**SOURCE TEXT**.
------------------------

Longines introduced its Spirit collection in 2020, drawing its main inspiration from the timepieces that it produced in the early 20th century for pilots and explorers; Amelia Earhart, Howard Hughes, and Paul-Emile Victor were among the brand’s most famous wearers, along with Charles Lindbergh, who famously co-designed the Hour Angle, Longines’ most emblematic and enduring pilots’ watch. The Spirit models are not “pilots’ watches” in the strictest sense of the word, but rather can be described as “Pilot Style” timepieces, with a host of elements drawn from the past along with features that are definitively modern.
A while back, I had the opportunity to review the three-hand date model in steel and more recently I finally got my eager hands on the model that most caught my eye when the series was launched back in Spring 2020 — the Spirit Chronograph in a steel case with a sunburst blue dial. In just about every respect, the timepiece proved to be worth the wait.
The watch’s 42-mm case sits large but not intimidatingly so on the wrist, and at a fairly thick 15 mm in profile, definitely makes its presence felt. Like its three-handed brethren in the Spirit collection, it sports a thin, dramatically angled bezel framing the dial, giving said dial an impressively wide presence. The sharply angled, faceted lugs are satin-brushed on their largest surfaces, and polished on their angled facets. The bezel ring has a shiny polish on its sloped sides and a brushed finish on its top surface; together the elements, along with the dramatically sunburst-finished dial, create gleaming effects under bright light — obviously, not what a pilot would necessarily want in a cockpit, but appealing in a dress watch.
The screw-down crown is sharply fluted and shaped in the “diamond” style of those on older pilots’ watches (though on those vintage models, it would have likely been much larger). The pump-style chronograph pushers surrounding it are also historically derived and a tactile pleasure to operate. On the opposite side of the case is a bonus, and one not found on very many pilot or pilot-style watches I’ve encountered; a push-button for a quick advancement of the date (in a window at 4:30), secured from accidental usage by a screw-locking ring. I confess that I wasn’t expecting this feature, and the materials I had initially read from Longines don’t really emphasize it — my first reaction was that it might be a helium release valve, which would have made little sense on a watch for a pilot — but it is an incredibly user-friendly feature that makes it that much easier to quickly set the correct date after the watch has been idle for a few days.

------------------------

**SUPPLIED MATERIAL**.

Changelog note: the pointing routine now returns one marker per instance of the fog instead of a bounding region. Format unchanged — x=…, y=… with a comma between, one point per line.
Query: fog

------------------------

**WHAT IS NEEDED**. Extend the Longines Spirit Chronograph review past its final sentence, keeping its voice and level of detail. The material that comes after the review plays no part in this exercise.

**THE RESPONSE**.
The dial is in a classically designed, three-register style. It’s bordered by a white-printed railroad-style minute ring, whose slightly matte finish contrasts nicely with the main dial. The hour numerals are applied and executed in a large and legible Arabic font, with silvery outlines framing luminous-treated interiors. Each numeral — as well as the subdials that supplant the “3,” “6,” and “9” — is accompanied by a diamond index, with its own luminous center and aligned with the 10-minute marks on the outer track, presumably to ensure easier reading of the chronograph seconds. The pointed baton/sword hands are also luminous; in classical chronograph style, the minutes hand is substantially larger, so there’s no mistaking hours for minutes even at a glance.
The subdials are slightly indented, silver-framed like the hour numerals, and bear a subtle snailed texture that offers contrast with the shiny surface of the main dial on which they’re staged. The 30-minute chronograph counter is at 3 o’clock, the 12-hour counter at 6 o’clock, and the running seconds at 9 o’clock. These subdials’ functions are subtly but emphatically differentiated by the use of red-tipped, diamond-ended hands for the two chronograph readouts and a simple white stick hand for the seconds. The central chronograph seconds hand is designed in the same manner as the stopwatch subdial hands, albeit longer. The use of red not only ties the chronograph elements together in an aesthetically pleasing way; it also adds a splash of contrasting color to the blue-white-silver totality of the watch. The three subdials form a “V” shape that frames the stacked elements at the top: a classic Longines logo, the brand’s winged hourglass emblem, a white-printed “CHRONOMETER” notation, and the row of five applied stars that are a hallmark of the Spirit collection, used by Longines historically to denote the “five-star” quality of the watch’s movement.
That movement is hidden inside the Spirit Chronograph, behind a steel caseback that is solid, slightly convex, affixed with six sunken screws, and decorated with an engraving of the Longines winged hourglass over a globe and an etched ring with various stats about the watch. To be totally honest, I would have preferred a sapphire caseback that displayed the movement, but Longines’ reasons for employing this type of more traditional caseback are valid, both to keep the price down as well as to call back those early 20th century aviators’ watches that inspired this modern collection.
The Longines Caliber L688.4 (based on the ETA A08.L01, and modified specially for Longines) thus does its job efficiently behind the scenes. As is indicated on the dial, this version of the self-winding movement boasts a COSC chronometer certification, ensuring its reliability and accuracy; a column-wheel architecture for the smooth operation of its integrated chronograph functions; and a 60-hour power reserve, which enables the wearer to pick up the watch after a weekend on the dresser and resume wearing it without winding it up. Also contributing to the timekeeping accuracy and long-tern stability is an antimagnetic silicon balance spring.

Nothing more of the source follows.